Locate each line in the rows below that contains the word "shore", and copy every such line in full. Case counts when matching.

→ **Records from a point labeling set**
— BEGIN —

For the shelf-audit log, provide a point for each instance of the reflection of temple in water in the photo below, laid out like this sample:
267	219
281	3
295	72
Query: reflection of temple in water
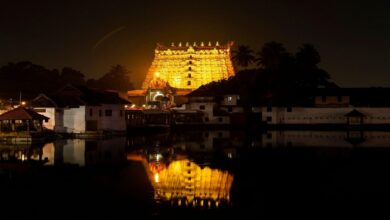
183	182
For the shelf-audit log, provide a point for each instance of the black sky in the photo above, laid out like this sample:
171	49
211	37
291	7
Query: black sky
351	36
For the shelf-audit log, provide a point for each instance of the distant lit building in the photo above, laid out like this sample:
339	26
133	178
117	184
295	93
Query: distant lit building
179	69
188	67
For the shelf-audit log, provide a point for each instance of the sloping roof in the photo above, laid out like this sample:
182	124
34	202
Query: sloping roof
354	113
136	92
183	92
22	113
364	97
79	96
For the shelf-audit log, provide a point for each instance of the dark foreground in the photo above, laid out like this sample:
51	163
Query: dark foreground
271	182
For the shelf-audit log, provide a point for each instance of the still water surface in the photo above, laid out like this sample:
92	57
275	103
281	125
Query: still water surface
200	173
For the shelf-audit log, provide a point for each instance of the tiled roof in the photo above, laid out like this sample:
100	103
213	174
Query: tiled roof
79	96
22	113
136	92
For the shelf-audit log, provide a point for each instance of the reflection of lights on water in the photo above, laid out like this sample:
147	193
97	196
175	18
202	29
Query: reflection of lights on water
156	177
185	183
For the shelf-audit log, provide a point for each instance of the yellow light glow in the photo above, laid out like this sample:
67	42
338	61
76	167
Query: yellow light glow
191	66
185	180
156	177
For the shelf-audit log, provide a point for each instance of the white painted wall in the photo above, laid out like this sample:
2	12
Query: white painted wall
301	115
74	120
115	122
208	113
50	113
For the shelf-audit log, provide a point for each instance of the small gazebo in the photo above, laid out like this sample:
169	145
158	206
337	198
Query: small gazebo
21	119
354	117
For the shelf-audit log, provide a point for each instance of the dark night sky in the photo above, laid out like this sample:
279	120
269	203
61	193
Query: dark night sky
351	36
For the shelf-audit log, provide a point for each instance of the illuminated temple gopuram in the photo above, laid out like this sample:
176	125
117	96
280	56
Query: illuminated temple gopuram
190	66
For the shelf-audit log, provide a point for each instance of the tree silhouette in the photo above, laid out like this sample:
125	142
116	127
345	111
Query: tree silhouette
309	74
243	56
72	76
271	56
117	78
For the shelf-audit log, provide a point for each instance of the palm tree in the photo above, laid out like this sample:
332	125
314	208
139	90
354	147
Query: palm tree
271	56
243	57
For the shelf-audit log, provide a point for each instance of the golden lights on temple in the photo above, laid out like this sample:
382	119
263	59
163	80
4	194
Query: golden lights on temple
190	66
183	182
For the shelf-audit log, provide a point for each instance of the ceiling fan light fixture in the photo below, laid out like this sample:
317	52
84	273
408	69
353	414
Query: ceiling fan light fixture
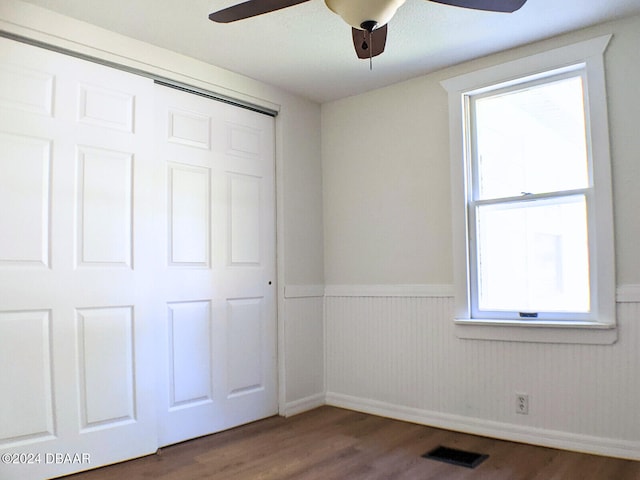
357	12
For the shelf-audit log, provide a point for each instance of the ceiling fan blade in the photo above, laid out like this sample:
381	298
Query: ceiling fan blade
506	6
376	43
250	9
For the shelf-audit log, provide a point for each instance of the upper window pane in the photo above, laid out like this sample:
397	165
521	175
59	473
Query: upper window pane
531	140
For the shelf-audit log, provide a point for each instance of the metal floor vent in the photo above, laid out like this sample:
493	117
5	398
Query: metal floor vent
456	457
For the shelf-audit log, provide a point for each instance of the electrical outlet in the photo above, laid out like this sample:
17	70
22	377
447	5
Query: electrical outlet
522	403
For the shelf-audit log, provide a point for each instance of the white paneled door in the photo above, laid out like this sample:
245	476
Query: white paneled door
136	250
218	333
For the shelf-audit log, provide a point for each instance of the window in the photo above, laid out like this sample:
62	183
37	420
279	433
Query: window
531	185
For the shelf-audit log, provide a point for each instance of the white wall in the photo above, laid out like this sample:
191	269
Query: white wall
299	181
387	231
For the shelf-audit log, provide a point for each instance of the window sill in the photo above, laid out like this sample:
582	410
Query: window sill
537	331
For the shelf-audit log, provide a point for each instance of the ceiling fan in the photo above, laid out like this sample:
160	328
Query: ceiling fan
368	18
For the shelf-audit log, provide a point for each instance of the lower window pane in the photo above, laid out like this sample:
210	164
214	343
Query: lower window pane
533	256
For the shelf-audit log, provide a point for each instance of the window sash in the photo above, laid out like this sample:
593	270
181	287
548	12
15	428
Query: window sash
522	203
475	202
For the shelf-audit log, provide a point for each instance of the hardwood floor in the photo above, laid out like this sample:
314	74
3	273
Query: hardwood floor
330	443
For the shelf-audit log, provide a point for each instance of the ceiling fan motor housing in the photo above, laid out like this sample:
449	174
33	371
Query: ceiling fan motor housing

— END —
— BEGIN —

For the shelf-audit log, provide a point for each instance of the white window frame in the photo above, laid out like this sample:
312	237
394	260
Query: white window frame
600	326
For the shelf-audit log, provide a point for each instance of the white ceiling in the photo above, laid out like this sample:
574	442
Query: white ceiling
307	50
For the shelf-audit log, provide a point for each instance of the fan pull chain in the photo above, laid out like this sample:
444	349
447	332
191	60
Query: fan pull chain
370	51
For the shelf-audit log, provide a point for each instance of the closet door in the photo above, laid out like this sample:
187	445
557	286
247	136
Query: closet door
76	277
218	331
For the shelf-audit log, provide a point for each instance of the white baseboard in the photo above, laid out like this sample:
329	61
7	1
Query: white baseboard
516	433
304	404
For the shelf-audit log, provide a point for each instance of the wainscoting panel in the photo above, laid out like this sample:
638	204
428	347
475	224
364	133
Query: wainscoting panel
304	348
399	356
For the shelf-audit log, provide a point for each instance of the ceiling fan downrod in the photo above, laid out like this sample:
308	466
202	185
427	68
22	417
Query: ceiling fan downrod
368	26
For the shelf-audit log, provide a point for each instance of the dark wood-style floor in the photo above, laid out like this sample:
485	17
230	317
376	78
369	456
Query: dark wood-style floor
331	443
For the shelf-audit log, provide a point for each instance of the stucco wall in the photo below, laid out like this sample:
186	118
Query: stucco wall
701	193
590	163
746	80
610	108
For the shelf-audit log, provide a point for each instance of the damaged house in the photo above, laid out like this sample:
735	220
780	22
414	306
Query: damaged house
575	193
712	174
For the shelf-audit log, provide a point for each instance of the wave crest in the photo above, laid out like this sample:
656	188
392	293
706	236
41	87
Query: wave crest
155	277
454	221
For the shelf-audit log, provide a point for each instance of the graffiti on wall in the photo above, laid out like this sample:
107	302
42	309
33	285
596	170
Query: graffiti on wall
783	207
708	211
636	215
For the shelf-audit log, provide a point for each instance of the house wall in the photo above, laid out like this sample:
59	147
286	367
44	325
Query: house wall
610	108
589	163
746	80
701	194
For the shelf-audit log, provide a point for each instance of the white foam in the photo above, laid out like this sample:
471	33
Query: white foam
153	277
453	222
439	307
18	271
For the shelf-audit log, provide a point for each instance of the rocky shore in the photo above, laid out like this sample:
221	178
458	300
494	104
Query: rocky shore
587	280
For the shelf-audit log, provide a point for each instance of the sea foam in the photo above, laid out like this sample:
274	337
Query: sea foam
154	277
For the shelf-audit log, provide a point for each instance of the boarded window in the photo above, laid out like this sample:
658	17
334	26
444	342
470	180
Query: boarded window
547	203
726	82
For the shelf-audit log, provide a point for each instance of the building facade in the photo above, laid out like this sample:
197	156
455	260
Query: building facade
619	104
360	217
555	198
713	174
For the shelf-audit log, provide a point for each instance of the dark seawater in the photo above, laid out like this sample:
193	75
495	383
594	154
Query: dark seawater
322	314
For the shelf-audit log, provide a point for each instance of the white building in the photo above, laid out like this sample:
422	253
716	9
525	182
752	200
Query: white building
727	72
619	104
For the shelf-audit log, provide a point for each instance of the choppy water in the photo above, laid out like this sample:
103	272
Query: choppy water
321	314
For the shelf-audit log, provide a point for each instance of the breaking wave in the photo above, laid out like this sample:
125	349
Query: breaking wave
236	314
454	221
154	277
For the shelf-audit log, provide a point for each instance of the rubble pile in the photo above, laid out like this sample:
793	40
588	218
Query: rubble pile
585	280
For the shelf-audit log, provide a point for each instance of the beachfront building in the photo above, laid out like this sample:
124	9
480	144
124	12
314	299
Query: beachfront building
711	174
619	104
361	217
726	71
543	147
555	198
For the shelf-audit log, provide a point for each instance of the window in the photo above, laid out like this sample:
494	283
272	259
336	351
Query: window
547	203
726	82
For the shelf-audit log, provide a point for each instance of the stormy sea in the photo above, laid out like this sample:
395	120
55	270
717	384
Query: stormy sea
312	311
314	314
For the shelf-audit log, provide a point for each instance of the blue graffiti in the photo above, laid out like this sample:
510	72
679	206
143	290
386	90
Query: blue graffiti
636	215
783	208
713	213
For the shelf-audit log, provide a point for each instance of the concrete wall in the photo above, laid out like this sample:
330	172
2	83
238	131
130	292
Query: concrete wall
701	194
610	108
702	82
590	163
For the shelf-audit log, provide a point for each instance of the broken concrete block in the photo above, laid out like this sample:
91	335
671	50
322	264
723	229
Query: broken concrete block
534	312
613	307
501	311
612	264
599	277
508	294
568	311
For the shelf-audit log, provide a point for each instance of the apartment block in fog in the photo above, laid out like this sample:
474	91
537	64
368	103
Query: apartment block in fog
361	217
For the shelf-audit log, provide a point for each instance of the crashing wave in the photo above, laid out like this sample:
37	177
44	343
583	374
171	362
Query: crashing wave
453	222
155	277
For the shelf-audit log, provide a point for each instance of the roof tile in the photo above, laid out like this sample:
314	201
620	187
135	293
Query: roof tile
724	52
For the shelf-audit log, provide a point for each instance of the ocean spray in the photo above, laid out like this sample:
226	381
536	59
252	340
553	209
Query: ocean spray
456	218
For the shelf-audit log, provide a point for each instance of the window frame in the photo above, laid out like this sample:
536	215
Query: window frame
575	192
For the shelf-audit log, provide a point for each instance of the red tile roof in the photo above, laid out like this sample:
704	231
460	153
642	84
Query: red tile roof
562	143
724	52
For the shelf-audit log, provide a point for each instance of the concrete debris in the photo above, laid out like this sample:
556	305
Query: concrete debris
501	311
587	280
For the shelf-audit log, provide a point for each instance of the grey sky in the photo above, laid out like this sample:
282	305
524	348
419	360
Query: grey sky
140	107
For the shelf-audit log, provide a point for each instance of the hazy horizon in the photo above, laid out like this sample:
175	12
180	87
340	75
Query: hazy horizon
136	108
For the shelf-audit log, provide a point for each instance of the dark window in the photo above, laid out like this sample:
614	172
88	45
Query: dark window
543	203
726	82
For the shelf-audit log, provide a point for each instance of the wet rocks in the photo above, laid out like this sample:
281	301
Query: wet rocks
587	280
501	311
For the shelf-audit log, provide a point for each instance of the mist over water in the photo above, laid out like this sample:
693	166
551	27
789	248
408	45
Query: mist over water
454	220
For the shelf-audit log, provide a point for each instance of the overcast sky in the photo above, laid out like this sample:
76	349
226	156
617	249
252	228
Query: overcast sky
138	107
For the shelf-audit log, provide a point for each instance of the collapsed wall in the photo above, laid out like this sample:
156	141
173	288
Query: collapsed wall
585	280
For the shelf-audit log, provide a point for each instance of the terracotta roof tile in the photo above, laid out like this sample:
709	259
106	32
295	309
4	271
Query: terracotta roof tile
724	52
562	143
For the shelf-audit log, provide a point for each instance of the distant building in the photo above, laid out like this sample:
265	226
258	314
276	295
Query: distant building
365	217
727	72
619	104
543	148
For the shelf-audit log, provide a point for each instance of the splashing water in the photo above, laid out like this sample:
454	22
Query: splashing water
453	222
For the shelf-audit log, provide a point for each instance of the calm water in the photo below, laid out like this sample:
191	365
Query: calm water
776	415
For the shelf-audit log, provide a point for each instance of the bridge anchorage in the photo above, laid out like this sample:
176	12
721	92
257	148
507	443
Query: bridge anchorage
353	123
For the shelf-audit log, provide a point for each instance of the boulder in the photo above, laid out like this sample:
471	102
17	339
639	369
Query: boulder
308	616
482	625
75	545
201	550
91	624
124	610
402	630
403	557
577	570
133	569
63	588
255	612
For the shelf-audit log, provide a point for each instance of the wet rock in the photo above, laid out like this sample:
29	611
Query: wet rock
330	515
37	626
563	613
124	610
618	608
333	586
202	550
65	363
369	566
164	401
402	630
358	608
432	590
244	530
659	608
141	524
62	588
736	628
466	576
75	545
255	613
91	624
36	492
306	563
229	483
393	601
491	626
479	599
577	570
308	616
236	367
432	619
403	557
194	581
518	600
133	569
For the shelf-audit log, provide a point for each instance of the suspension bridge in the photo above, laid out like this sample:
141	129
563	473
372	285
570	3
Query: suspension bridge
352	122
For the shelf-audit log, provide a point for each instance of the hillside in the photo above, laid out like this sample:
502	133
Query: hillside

— END —

→ **Task solution**
For the shelf-audit log, provide a point for each instance of the rocky shore in the photo above, laid out like this sample:
Query: rocky shore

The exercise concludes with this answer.